- _Problem_: Every line of the material is to be set down again without any change.

- _Material supplied_:
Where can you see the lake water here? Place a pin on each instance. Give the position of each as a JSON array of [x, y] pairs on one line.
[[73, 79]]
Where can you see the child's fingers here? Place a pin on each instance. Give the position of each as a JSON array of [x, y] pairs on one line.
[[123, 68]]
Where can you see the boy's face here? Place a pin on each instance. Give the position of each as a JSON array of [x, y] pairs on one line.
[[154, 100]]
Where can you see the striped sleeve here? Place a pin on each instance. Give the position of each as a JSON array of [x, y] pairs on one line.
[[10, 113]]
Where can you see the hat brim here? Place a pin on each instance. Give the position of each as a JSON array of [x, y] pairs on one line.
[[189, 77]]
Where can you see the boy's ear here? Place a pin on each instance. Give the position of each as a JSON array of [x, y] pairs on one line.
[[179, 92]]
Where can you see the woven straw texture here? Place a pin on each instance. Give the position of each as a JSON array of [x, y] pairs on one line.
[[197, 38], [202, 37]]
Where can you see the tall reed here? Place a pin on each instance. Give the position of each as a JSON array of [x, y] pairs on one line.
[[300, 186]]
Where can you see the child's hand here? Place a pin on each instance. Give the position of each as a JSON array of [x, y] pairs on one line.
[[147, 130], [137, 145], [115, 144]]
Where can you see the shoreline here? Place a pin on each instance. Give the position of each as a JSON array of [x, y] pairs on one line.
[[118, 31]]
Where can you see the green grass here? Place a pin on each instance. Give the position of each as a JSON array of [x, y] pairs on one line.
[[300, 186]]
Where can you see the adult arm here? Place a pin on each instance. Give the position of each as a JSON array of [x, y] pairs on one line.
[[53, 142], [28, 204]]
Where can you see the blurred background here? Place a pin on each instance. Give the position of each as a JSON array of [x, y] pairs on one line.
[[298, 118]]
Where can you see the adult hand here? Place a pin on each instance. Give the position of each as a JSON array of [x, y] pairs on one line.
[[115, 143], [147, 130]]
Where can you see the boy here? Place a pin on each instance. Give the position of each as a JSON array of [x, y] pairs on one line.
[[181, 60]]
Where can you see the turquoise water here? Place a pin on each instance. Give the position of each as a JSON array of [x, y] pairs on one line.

- _Result of the exercise_:
Where can you see the lake water here? Place a pin on each instance. Give the position of each as a JSON array of [x, y] pairs on one line.
[[73, 79]]
Where can you see the child's fingers here? Place a pin on each instance. Give the position of each as a JSON array of [x, y] pairs on one line.
[[123, 68]]
Where can you see the boy's face here? Place a pin on each instance. Give the position of each as a JSON array of [x, y] pairs on one line.
[[154, 100]]
Where can you see the striped sleeve here? Place a pin on each instance. Give the position of each as a JSON array of [x, y] pairs on one line.
[[10, 113]]
Where can you see the hat brim here? Place a pin on each instance. Give the position of each as a JSON array of [x, y] pairs on one line.
[[189, 77]]
Where can you see the boy's ear here? Place a pin on each instance. Give the position of each as a JSON array of [x, y] pairs on one line.
[[179, 92]]
Where can you see the woven straw texture here? Place a pin on each instance. Give the position of each as a JSON array of [x, y] pairs on one line.
[[197, 38], [202, 37]]
Where can you see the tall reed here? Place a pin on each instance. Give the position of each as a JSON array of [x, y] pairs on one line.
[[300, 186]]
Where can you see the child's hand here? Place a pin on each instance. Give the position of each as a JSON array of [x, y] pairs on one line.
[[147, 130], [137, 145], [115, 144]]
Where can you see the shoreline here? Place a pin on each instance. Give the position of each as a JSON array of [x, y] pairs on one line.
[[118, 31]]
Where can you see the green grass here? Place a pin on each instance. Give the position of each as a JSON array of [x, y] pairs on one line.
[[300, 186]]
Where can you see the adult arm here? Place a pin on each instance. Give the position of each as a JSON array of [x, y] pairs on one line.
[[53, 142], [28, 204]]
Where can you see the blurred background here? Place a pin on each instance. Give the position of each as a JSON array of [x, y] pairs on one line.
[[298, 118]]
Where can you see the adult hand here? Place a pin on each instance. Give the position of each as a JSON array of [x, y] pairs on one line.
[[115, 143], [147, 130]]
Where can you see the boy here? Place a pin on each instance. Give the position of each as a JSON array of [x, y] pairs on one line.
[[181, 60]]
Where can you see the turquoise water here? Place a pin on each instance. Give the position of each as a JSON array of [x, y] pairs on one line.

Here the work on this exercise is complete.